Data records
###
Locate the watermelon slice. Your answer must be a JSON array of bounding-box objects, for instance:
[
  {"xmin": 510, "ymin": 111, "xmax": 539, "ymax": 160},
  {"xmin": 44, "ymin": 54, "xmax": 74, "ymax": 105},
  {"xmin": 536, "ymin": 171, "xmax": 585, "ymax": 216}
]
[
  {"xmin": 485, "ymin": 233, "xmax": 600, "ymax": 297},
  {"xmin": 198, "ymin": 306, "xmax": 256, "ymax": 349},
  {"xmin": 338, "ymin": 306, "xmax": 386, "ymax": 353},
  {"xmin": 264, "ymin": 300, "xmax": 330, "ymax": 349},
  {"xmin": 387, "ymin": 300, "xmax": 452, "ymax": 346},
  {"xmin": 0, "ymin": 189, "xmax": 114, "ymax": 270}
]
###
Request: Rewrite the data above with "watermelon slice" switched to "orange wedge", keeping every other character unchanged.

Exercise solution:
Locate the orange wedge. Your answer must be a JSON array of bounding-box objects, for instance:
[
  {"xmin": 510, "ymin": 111, "xmax": 539, "ymax": 160},
  {"xmin": 44, "ymin": 54, "xmax": 74, "ymax": 105},
  {"xmin": 536, "ymin": 171, "xmax": 585, "ymax": 216}
]
[
  {"xmin": 485, "ymin": 233, "xmax": 600, "ymax": 297},
  {"xmin": 198, "ymin": 306, "xmax": 256, "ymax": 349},
  {"xmin": 338, "ymin": 306, "xmax": 386, "ymax": 353},
  {"xmin": 264, "ymin": 300, "xmax": 330, "ymax": 349},
  {"xmin": 387, "ymin": 300, "xmax": 452, "ymax": 346},
  {"xmin": 0, "ymin": 189, "xmax": 114, "ymax": 270}
]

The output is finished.